### Exercise input

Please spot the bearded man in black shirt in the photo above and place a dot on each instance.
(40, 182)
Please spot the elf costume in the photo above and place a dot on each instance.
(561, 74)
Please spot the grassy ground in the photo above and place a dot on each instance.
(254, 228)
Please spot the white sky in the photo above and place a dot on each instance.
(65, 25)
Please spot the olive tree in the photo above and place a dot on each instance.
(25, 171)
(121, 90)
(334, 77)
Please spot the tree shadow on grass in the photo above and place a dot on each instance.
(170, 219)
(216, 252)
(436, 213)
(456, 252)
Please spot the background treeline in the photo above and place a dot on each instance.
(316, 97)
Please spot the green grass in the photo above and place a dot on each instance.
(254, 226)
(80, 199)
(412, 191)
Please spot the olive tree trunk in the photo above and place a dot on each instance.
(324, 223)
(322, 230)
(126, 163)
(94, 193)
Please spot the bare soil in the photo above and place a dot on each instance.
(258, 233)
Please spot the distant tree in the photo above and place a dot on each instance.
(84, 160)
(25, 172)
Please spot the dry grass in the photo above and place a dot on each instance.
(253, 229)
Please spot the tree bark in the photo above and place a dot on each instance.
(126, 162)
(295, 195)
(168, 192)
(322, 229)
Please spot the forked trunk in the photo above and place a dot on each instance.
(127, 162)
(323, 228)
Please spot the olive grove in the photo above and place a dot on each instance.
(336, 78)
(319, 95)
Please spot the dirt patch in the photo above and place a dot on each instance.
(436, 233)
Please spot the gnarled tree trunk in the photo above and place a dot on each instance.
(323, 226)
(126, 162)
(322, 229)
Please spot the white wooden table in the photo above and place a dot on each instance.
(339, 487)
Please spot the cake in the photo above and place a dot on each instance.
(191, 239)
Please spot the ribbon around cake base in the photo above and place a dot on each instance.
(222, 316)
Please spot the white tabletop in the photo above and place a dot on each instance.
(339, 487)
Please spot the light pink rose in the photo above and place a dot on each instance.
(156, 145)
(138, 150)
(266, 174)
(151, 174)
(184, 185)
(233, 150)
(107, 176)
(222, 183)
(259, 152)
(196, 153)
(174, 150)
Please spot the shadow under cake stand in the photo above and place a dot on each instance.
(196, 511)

######

Lines from the one containing "Please spot the shadow" through the last line of the records, restated word for word: that is the whole response.

# [Reply]
Please spot the shadow under cake stand in the photo above and place a dot on each instance.
(196, 511)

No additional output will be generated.